### DOCUMENT SEGMENT
______
Pa.'s newest pet project: Animal response team

http://www.pittsburghlive.com/x/pittsburghtrib/search/s_469930.html

By Jennifer Reeger
TRIBUNE-REVIEW
Monday, September 11, 2006

Across Pennsylvania, a new type of disaster-response team is being formed.

While firefighters, paramedics and police focus on rescuing people from a fire or flood, these volunteers set their sights on an often-forgotten lot: animals.

The Pennsylvania State Animal Response Team was formed in 2005 as a nonprofit entity that will serve as the emergency management agency for pets and farm animals.

County teams are being started to come up with disaster plans and find local volunteers willing to help.

"Local emergencies really require a local response," said Joel Hersh, executive director of the state team. "We thought that each county would be able to support a volunteer team that would then be available to local officials when they had animal issues as part of any event or disasters they were trying to deal with."

Only 15 counties in the state -- including Beaver, Fayette and Greene in Western Pennsylvania -- have not begun work toward a team.

Hersh said the idea for this type of response came after a group representing state government, universities and veterinary medicine got together to discuss what to do with animals in the event of a disaster.

North Carolina spearheaded the movement after Hurricane Floyd killed about 3 million animals -- pets and livestock -- in 1999.

"Since Pennsylvania is a major flooding state ... it was kind of one of these things that should have happened a while ago," Hersh said.

He said each county team is made up of local volunteers. Training will be offered by the state team; a session on rescuing large animals was conducted this summer in Indiana County.
______
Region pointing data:
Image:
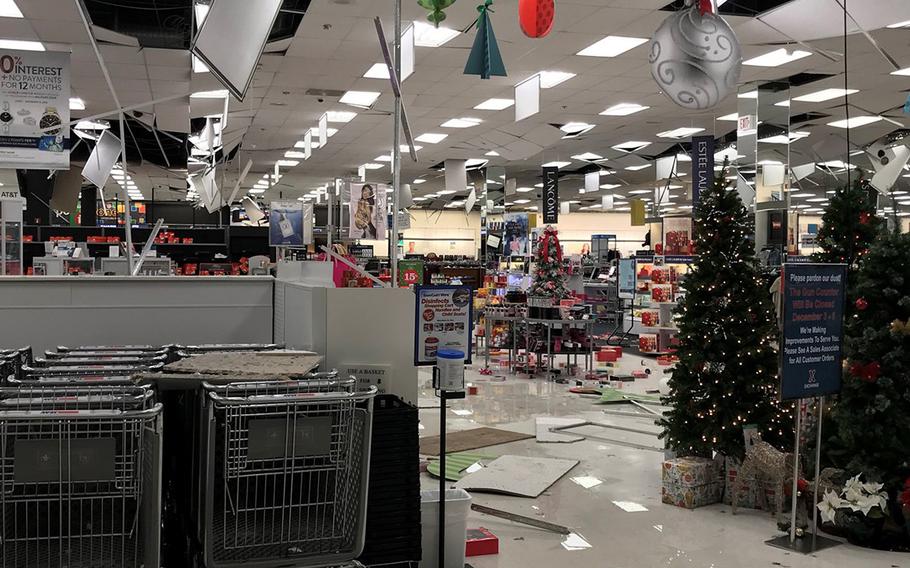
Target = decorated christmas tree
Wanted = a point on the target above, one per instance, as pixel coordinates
(726, 377)
(872, 416)
(549, 275)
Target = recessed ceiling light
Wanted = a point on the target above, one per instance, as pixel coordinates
(631, 146)
(681, 132)
(8, 9)
(587, 157)
(426, 35)
(855, 121)
(824, 95)
(465, 122)
(359, 98)
(217, 94)
(377, 71)
(549, 79)
(777, 58)
(624, 109)
(21, 44)
(431, 138)
(611, 46)
(340, 116)
(495, 104)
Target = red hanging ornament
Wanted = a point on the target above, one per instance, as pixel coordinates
(536, 17)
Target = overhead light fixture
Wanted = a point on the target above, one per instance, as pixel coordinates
(8, 9)
(611, 46)
(22, 44)
(855, 121)
(777, 58)
(681, 132)
(431, 138)
(624, 109)
(377, 71)
(824, 95)
(340, 116)
(587, 157)
(466, 122)
(426, 35)
(631, 146)
(549, 79)
(362, 99)
(495, 104)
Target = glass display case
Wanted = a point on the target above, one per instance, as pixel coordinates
(10, 248)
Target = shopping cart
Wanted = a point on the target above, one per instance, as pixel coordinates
(80, 478)
(284, 476)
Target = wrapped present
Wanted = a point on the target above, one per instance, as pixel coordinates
(749, 496)
(691, 482)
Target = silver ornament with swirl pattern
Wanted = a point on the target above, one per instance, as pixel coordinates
(695, 58)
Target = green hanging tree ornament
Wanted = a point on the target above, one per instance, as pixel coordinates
(484, 59)
(436, 8)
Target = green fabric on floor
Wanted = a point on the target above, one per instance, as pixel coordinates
(456, 464)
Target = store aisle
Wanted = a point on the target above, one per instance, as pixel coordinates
(660, 536)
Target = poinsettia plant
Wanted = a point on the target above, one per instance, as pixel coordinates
(856, 497)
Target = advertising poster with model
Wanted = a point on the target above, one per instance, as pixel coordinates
(367, 209)
(286, 223)
(34, 109)
(442, 321)
(515, 234)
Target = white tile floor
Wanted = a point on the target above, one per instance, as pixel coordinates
(663, 536)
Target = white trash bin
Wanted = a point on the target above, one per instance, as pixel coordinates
(458, 502)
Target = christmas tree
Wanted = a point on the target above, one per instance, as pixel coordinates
(726, 377)
(549, 275)
(872, 416)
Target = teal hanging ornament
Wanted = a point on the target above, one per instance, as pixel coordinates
(484, 59)
(436, 8)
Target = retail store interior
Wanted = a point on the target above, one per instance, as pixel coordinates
(425, 283)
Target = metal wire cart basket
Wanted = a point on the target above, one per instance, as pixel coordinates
(80, 477)
(285, 473)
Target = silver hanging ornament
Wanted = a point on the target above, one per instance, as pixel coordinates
(695, 56)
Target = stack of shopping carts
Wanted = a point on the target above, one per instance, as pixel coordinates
(80, 476)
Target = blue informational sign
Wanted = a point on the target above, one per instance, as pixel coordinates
(626, 277)
(813, 314)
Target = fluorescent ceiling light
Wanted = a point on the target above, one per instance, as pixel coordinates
(359, 98)
(21, 44)
(495, 104)
(681, 132)
(631, 146)
(777, 58)
(824, 95)
(466, 122)
(611, 46)
(431, 138)
(855, 121)
(587, 157)
(217, 94)
(624, 109)
(549, 79)
(340, 116)
(426, 35)
(377, 71)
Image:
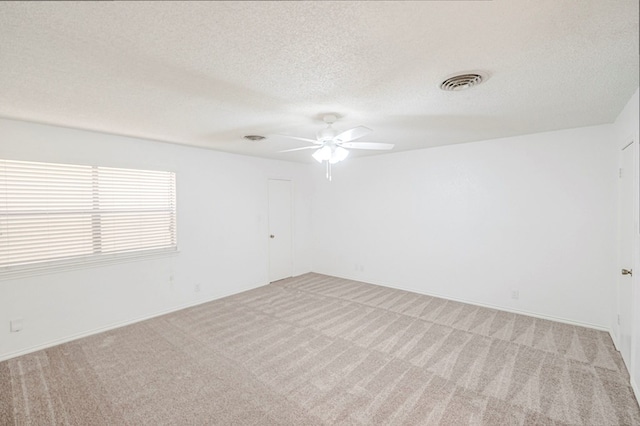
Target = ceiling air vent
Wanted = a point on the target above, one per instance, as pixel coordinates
(461, 82)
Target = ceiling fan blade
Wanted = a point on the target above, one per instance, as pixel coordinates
(367, 145)
(299, 149)
(351, 134)
(299, 138)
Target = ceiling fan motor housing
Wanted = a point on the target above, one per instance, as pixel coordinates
(326, 134)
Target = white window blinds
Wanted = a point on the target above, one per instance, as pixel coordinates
(56, 212)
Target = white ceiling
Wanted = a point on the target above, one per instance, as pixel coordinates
(207, 73)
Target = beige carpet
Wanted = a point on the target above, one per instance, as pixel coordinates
(320, 350)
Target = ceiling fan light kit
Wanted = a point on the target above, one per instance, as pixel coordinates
(331, 147)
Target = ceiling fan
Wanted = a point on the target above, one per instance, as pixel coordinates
(332, 147)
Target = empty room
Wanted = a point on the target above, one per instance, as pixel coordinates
(319, 213)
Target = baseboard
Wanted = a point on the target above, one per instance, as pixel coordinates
(51, 343)
(614, 339)
(484, 305)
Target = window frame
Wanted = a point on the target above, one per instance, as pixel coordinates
(96, 258)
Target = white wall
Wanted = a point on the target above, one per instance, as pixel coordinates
(222, 236)
(474, 222)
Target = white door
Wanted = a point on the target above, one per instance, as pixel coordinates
(626, 239)
(280, 230)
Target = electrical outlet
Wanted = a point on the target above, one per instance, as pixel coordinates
(16, 325)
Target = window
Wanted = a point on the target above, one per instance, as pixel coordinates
(53, 214)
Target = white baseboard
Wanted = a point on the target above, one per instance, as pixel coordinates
(55, 342)
(484, 305)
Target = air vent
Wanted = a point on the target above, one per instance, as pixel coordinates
(461, 82)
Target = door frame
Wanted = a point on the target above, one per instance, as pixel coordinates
(292, 224)
(631, 142)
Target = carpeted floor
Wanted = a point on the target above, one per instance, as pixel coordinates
(321, 350)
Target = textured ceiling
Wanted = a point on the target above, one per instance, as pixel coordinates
(207, 73)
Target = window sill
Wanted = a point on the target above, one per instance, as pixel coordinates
(45, 268)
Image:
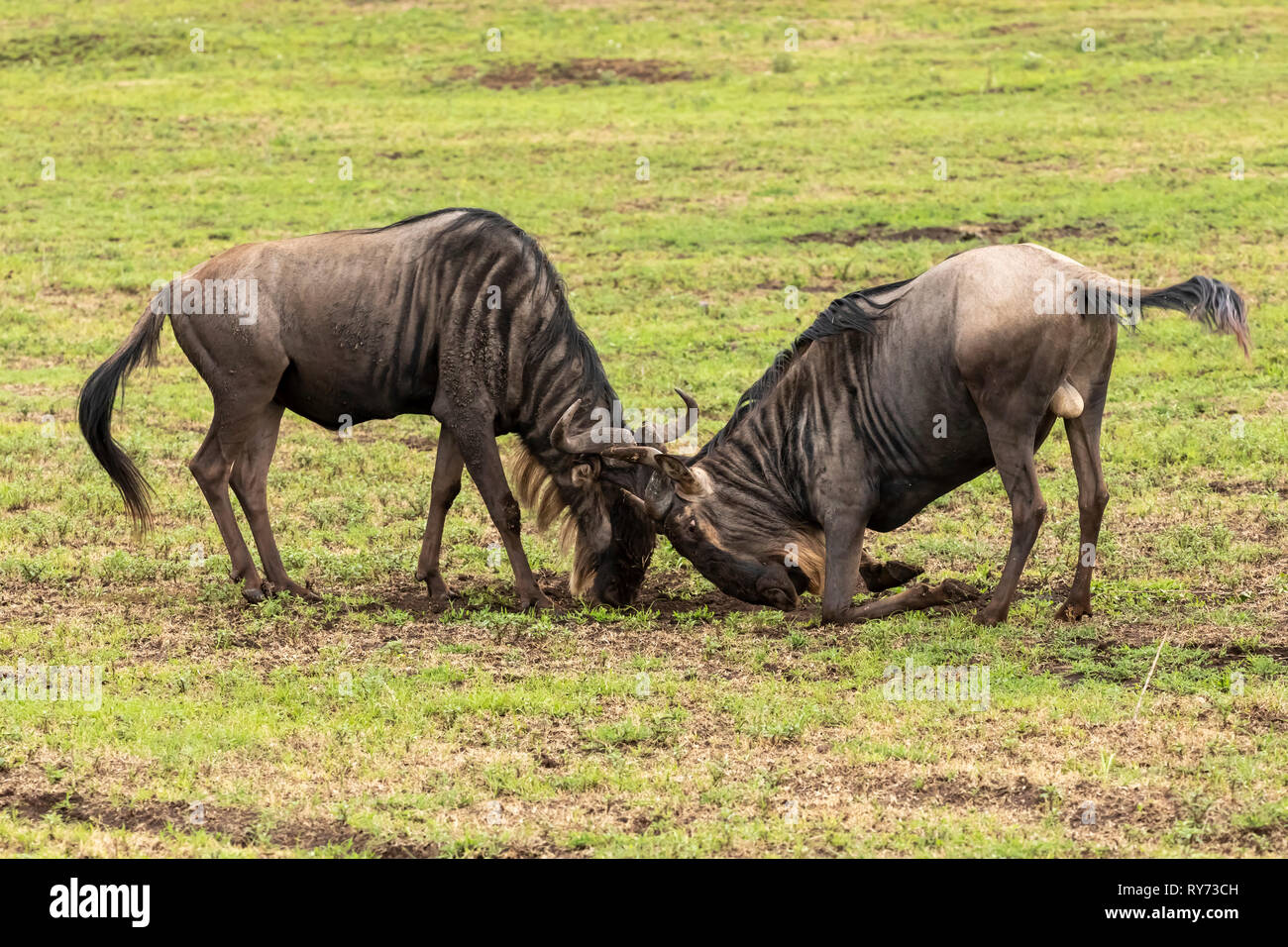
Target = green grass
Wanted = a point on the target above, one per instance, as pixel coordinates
______
### PROBLEM REQUIREMENTS
Could you transcribe the full news article above about Pennsylvania's animal response team, word for word?

### SOLUTION FOR THIS TASK
Pa.'s newest pet project: Animal response team

http://www.pittsburghlive.com/x/pittsburghtrib/search/s_469930.html

By Jennifer Reeger
TRIBUNE-REVIEW
Monday, September 11, 2006

Across Pennsylvania, a new type of disaster-response team is being formed.

While firefighters, paramedics and police focus on rescuing people from a fire or flood, these volunteers set their sights on an often-forgotten lot: animals.

The Pennsylvania State Animal Response Team was formed in 2005 as a nonprofit entity that will serve as the emergency management agency for pets and farm animals.

County teams are being started to come up with disaster plans and find local volunteers willing to help.

"Local emergencies really require a local response," said Joel Hersh, executive director of the state team. "We thought that each county would be able to support a volunteer team that would then be available to local officials when they had animal issues as part of any event or disasters they were trying to deal with."

Only 15 counties in the state -- including Beaver, Fayette and Greene in Western Pennsylvania -- have not begun work toward a team.

Hersh said the idea for this type of response came after a group representing state government, universities and veterinary medicine got together to discuss what to do with animals in the event of a disaster.

North Carolina spearheaded the movement after Hurricane Floyd killed about 3 million animals -- pets and livestock -- in 1999.

"Since Pennsylvania is a major flooding state ... it was kind of one of these things that should have happened a while ago," Hersh said.

He said each county team is made up of local volunteers. Training will be offered by the state team; a session on rescuing large animals was conducted this summer in Indiana County.